*GIVEN REQUEST*: Copy the stretch of the earnings call excerpt from "2024 global jet" through "line is open..", swapping "cargo flights" for "freight flights".

*DOCUMENT SEGMENT*:
——

So overall, we like the transaction and we like where it’s going and we think it’s getting itself positioned well to go out and compete..
Perfect. And my quick follow-up is, you always have a very informed view of the Refining macro.
Help us understand within your system what you’re seeing in terms of gasoline, diesel and even jet fuel demand out there?.
Hi, Manav. It’s Brian. I’ll take that one. Global gasoline demand finished last year about 3% over prior year. We saw about 1% in the U.S. We expect 2024 global gasoline to grow almost 1% and we’re expecting U.S. to remain flat. Gasoline inventories continue at the high end of the five-year average for both U.S. and Europe.
We think the majority of the stored gasoline is winter grade, particularly given the current strong octane values. Overall gasoline stocks, we think, should move back to the middle of the five-year range with spring turnarounds as we move toward the summer. On the distillate side, distillate demand finished 2023 about 2% over 2022 and the U.S.
was actually down 2%, mostly in the West Coast due to rains and the renewable diesel production and imports. Latin America we saw up 2%. We expect 2024 global distillate demand to grow about 0.5% and the U.S. 2%, given the U.S.’s stronger economy. And U.S.
distillate stocks are about 14% below five-year average and we’d anticipate draws through the spring maintenance season that should take inventories even closer to last year’s levels. And finally, on jet demand, finished last year 17% over prior year, with a total C count recovering to 2019.
2024 global jet demand is expected to grow about 6%, with continued recovery on international travel and we’ve seen cargo flights remain elevated and we think that’ll continue in 2024 as well..
Thank you so much, guys..
Thanks, Manav..
The next question comes from Doug Leggate with Bank of America. Doug, please go ahead. Your line is open..
Thank you. Good morning, everybody. Gents, I wonder if I could ask you about the EBITDA number for 2023, the $12.7 billion, you mentioned. If you rebase that to mid-cycle, where are we relative to the $14 billion target? It seems to us you’ve only got a year to go, basically, to do a very small amount of incremental cost-cutting.

——

*EXCERPTED DATA*:

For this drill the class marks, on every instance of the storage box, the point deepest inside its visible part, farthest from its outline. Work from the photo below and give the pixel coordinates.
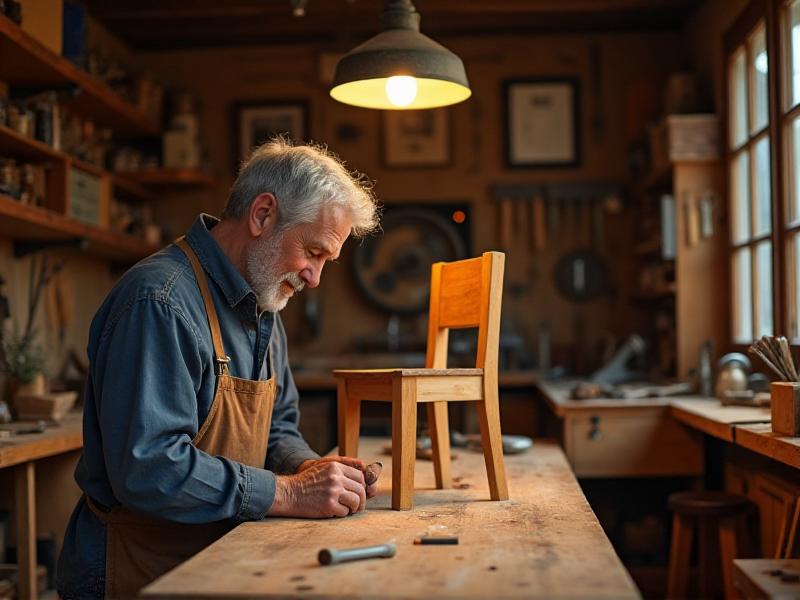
(785, 401)
(679, 138)
(43, 19)
(88, 198)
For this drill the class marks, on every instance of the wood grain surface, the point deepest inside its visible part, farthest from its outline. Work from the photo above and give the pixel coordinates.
(58, 438)
(544, 542)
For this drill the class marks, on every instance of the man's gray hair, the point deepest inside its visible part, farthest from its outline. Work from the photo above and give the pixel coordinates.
(304, 179)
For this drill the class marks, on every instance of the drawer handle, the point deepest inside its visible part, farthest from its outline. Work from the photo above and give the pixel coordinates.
(595, 434)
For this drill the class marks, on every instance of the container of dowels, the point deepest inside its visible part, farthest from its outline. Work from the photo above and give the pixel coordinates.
(776, 355)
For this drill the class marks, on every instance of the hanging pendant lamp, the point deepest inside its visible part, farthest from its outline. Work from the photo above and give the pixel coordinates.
(400, 68)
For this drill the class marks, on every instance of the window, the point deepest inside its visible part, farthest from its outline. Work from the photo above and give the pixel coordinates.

——

*TASK OUTPUT*:
2024 global jet demand is expected to grow about 6%, with continued recovery on international travel and we’ve seen freight flights remain elevated and we think that’ll continue in 2024 as well..
Thank you so much, guys..
Thanks, Manav..
The next question comes from Doug Leggate with Bank of America. Doug, please go ahead. Your line is open..